▶ _VOS TÂCHES_:
• A. Dans le texte sur la surveillance dosimétrique, quel nom porte le registre national qui centralise les données de surveillance dosimétrique des travailleurs ?
• B. Quels professionnels le texte sur la surveillance dosimétrique range-t-il parmi les plus exposés ?

▶ _TEXTE DE LECTURE_:
※

La surveillance dosimétrique individuelle des travailleurs du secteur des pratiques interventionnelles radioguidées en 2024 (domaine médical)

Ce focus s'intéresse aux effectifs concernés dans ce secteur médical ainsi qu'à leurs niveaux d'exposition. En 2024, les données issues de SISERI indiquent que la quasi-totalité des travailleurs bénéficiant d’une SDI a reçu une dose efficace annuelle inférieure à 1 mSv. Le suivi dosimétrique spécifique du cristallin et des extrémités révèle des niveaux d’exposition variables selon les métiers mais restant faibles au regard des valeurs limites réglementaires. Les cardiologues, les radiologues et les manipulateurs en électroradiologie figurent parmi les professionnels les plus exposés. Ces résultats soulignent l’importance de la surveillance dosimétrique individuelle et des mesures de radioprotection pour encadrer efficacement les expositions dans un secteur en constante évolution.

Le suivi des travailleurs exposés aux rayonnements ionisants

Le Code du travail (article R. 4451-134) confie à l’Autorité de sûreté nucléaire et de radioprotection (ASNR) la mission de centraliser, à travers un registre, l’ensemble des données de la surveillance dosimétrique des travailleurs et d’établir un bilan annuel. Ce registre national, dénommé SISERI (Système d’Information de la Surveillance de l’Exposition aux Rayonnements Ionisants) contient l’ensemble des mesures individuelles de l’exposition des travailleurs et les informations administratives (domaine d’activité, métier, statut) qui s’y rapportent.

※

▶ _EXTRAIT DES DONNÉES_:
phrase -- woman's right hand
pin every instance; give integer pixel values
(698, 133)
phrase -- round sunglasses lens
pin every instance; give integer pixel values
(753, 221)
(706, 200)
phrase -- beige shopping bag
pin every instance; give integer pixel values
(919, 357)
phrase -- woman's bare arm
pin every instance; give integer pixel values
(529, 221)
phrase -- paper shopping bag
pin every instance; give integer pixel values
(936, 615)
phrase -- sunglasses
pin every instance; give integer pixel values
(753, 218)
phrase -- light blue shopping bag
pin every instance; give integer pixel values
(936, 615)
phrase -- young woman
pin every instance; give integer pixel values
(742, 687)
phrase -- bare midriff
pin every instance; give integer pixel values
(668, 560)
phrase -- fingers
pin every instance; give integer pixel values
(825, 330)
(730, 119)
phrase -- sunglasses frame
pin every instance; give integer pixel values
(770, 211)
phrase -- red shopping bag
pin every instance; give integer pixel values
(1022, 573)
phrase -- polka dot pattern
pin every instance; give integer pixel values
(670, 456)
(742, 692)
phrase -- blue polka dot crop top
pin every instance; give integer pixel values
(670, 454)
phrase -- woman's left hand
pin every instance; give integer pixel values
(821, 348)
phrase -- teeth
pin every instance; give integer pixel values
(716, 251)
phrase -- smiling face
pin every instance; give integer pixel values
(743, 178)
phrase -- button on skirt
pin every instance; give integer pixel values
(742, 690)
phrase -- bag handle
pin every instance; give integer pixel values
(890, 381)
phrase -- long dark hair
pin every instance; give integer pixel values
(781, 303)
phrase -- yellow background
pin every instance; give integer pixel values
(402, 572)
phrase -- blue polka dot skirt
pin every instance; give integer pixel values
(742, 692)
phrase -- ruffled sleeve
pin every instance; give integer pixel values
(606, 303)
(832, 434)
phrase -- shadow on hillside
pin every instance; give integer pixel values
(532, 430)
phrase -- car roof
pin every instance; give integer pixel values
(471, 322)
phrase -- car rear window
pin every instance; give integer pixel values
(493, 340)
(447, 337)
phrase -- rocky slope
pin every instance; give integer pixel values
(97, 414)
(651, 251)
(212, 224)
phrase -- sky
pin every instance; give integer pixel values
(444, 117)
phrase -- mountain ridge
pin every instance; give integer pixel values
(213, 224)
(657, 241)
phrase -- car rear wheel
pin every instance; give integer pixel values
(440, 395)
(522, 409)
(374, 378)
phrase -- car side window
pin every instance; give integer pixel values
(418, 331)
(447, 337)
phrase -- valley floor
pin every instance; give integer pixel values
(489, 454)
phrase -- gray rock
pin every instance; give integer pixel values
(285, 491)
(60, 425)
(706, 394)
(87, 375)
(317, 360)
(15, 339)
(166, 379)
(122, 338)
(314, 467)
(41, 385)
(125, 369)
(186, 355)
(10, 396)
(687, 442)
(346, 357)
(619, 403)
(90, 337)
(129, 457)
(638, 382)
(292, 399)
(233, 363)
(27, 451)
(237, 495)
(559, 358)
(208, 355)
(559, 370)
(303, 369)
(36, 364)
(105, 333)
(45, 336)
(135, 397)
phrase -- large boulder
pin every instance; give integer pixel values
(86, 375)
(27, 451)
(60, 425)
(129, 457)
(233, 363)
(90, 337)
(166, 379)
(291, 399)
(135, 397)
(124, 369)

※

▶ _LISTE DES SOLUTIONS_:
• A. SISERI (Système d’Information de la Surveillance de l’Exposition aux Rayonnements Ionisants)

• B. Les cardiologues, les radiologues et les manipulateurs en électroradiologie.